Record tratti da un dataset
|---|

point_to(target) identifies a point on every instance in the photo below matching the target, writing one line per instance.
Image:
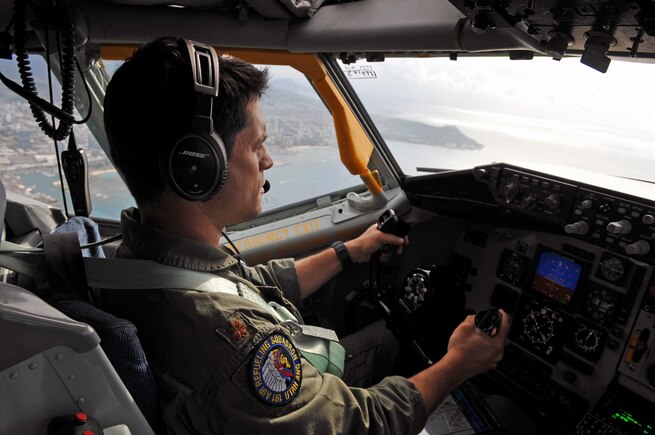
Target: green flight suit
(201, 347)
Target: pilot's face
(241, 196)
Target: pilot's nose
(266, 161)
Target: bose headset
(196, 164)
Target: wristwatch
(342, 254)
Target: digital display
(556, 276)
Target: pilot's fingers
(504, 323)
(385, 256)
(469, 321)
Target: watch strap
(342, 254)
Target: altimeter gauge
(612, 269)
(538, 327)
(587, 339)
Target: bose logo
(193, 154)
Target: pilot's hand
(371, 241)
(475, 352)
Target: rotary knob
(509, 191)
(552, 201)
(587, 203)
(640, 247)
(621, 227)
(581, 228)
(529, 202)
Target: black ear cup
(196, 167)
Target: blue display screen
(556, 276)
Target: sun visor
(3, 205)
(280, 9)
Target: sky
(540, 110)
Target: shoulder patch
(275, 370)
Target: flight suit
(224, 364)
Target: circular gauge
(600, 304)
(612, 269)
(513, 268)
(538, 327)
(417, 287)
(587, 339)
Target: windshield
(436, 113)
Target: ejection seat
(54, 372)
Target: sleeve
(324, 405)
(279, 273)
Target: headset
(196, 165)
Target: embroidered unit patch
(237, 329)
(276, 372)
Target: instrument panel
(582, 299)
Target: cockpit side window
(300, 138)
(28, 158)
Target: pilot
(224, 361)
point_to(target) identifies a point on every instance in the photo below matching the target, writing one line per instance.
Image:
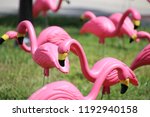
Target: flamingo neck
(89, 15)
(56, 7)
(125, 14)
(142, 34)
(100, 80)
(77, 49)
(26, 26)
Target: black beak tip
(124, 88)
(68, 1)
(131, 40)
(62, 63)
(136, 27)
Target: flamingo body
(94, 73)
(60, 90)
(53, 34)
(44, 49)
(143, 58)
(115, 25)
(44, 6)
(127, 27)
(65, 90)
(100, 26)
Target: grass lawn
(20, 76)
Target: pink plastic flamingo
(45, 5)
(92, 74)
(143, 58)
(63, 90)
(43, 53)
(104, 27)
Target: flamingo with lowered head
(143, 58)
(93, 74)
(63, 90)
(104, 27)
(45, 5)
(43, 53)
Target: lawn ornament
(104, 27)
(143, 58)
(43, 52)
(63, 90)
(94, 73)
(45, 5)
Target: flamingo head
(133, 38)
(47, 57)
(8, 35)
(87, 15)
(136, 17)
(64, 49)
(131, 78)
(67, 1)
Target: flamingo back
(114, 76)
(99, 26)
(127, 28)
(143, 58)
(60, 90)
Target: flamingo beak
(133, 38)
(68, 1)
(61, 59)
(4, 38)
(81, 18)
(20, 38)
(136, 23)
(124, 85)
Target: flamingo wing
(100, 26)
(60, 90)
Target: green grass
(20, 76)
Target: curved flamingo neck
(26, 26)
(135, 15)
(89, 15)
(143, 34)
(75, 47)
(100, 80)
(56, 7)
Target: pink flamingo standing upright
(45, 5)
(63, 90)
(143, 58)
(104, 27)
(43, 53)
(93, 74)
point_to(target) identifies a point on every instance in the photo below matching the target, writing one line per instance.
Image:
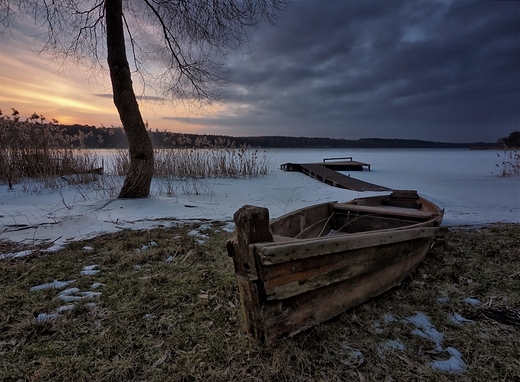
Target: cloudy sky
(437, 70)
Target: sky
(438, 70)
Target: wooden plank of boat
(288, 284)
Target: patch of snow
(458, 319)
(470, 193)
(90, 270)
(48, 317)
(389, 345)
(73, 294)
(54, 285)
(16, 255)
(454, 364)
(472, 301)
(424, 328)
(351, 357)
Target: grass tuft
(179, 320)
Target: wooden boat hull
(291, 277)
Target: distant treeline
(114, 137)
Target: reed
(38, 149)
(510, 163)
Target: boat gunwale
(295, 249)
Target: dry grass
(180, 320)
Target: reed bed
(509, 163)
(39, 150)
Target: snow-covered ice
(463, 182)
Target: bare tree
(176, 47)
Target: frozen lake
(462, 182)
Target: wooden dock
(326, 172)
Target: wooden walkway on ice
(326, 172)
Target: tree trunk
(139, 177)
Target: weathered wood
(276, 253)
(291, 316)
(394, 211)
(292, 278)
(252, 226)
(291, 225)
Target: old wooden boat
(312, 264)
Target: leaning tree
(175, 47)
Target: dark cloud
(430, 69)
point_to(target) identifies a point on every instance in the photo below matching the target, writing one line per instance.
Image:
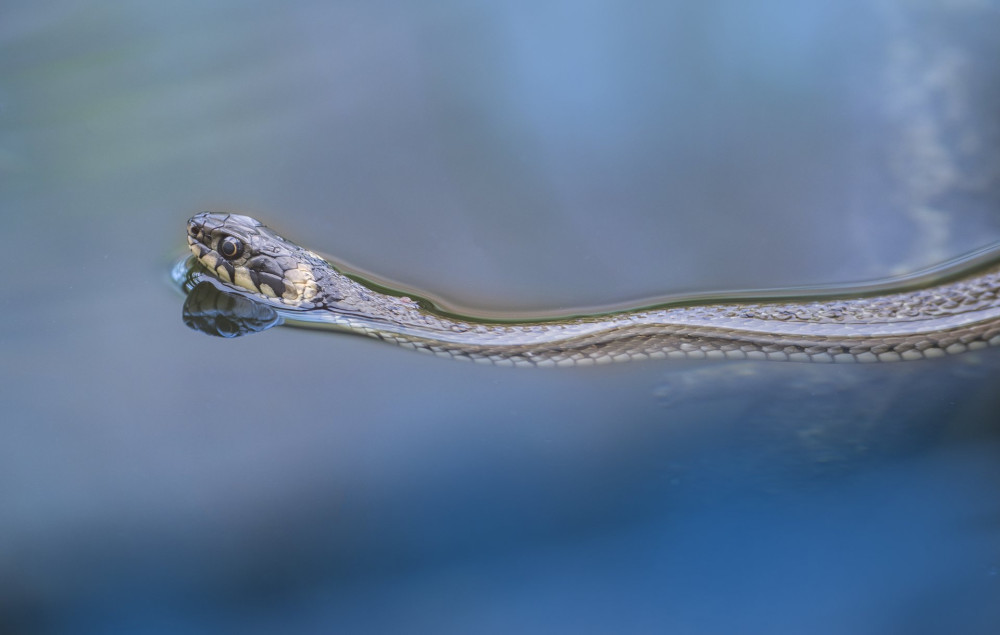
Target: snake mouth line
(950, 309)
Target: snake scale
(949, 317)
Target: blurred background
(510, 158)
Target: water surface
(525, 157)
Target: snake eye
(230, 248)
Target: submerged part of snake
(958, 312)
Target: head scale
(242, 252)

|---|

COSA FARAI.
Riscrivi i record dalla riga che contiene "Target: flamingo head" fino alla fine dei record, estremi inclusi. Trasla di 115 ogni coordinata dei punti nelle risposte, sommando 115 sia a x sia a y. Lascia invariate tutte le altre righe e ometti le immagini.

RISPOSTA SCRITTA.
Target: flamingo head
(248, 153)
(162, 172)
(123, 150)
(202, 130)
(251, 132)
(179, 164)
(246, 193)
(182, 116)
Target: flamingo back
(229, 191)
(214, 141)
(242, 143)
(258, 173)
(175, 205)
Target: flamingo beak
(248, 153)
(183, 116)
(176, 174)
(119, 153)
(196, 133)
(135, 153)
(251, 138)
(239, 200)
Target: flamingo wing
(215, 141)
(175, 205)
Target: green grass
(135, 191)
Target: curved flamingo neck
(141, 141)
(250, 130)
(204, 130)
(258, 149)
(190, 162)
(215, 195)
(171, 122)
Target: pink flamingo standing upright
(160, 120)
(178, 205)
(258, 173)
(219, 142)
(158, 168)
(208, 189)
point_to(target) identifies a point on every instance in the photo below matching the target, writing one line per instance.
Image:
Target: cloudy sky
(552, 185)
Target: sky
(553, 185)
Target: wooden plank of boat
(403, 399)
Target: patch of snow
(573, 434)
(585, 308)
(205, 385)
(163, 432)
(504, 460)
(188, 409)
(169, 400)
(131, 370)
(569, 479)
(587, 416)
(539, 443)
(466, 472)
Target: grass tuft
(294, 435)
Target: wooden boat hull
(406, 392)
Target: distant treeline
(229, 252)
Target: reed
(153, 264)
(625, 278)
Target: boat gunwale
(410, 364)
Target: dry grass
(295, 435)
Target: reed bed
(624, 278)
(154, 265)
Target: snow-covered ice
(578, 297)
Target: bare tree
(291, 162)
Target: frozen lake
(577, 297)
Target: wooden dock
(441, 287)
Target: wooden walkway on ice
(441, 287)
Target: tree trunk
(254, 292)
Target: weathered wood
(391, 368)
(406, 431)
(509, 326)
(407, 393)
(367, 341)
(406, 340)
Target: old wooden boat
(427, 379)
Target: leaning tree
(290, 162)
Target: dark cloud
(545, 184)
point_to(target) identifies a point on every instance in the photo below matching the target, writing one line per instance.
Image:
Target: snake mouth line
(1065, 424)
Target: snake scale
(1064, 432)
Target: blurred background
(625, 273)
Target: water surface
(640, 272)
Target: snake eye
(345, 363)
Target: submerged part of snake
(1073, 427)
Target: head scale
(357, 367)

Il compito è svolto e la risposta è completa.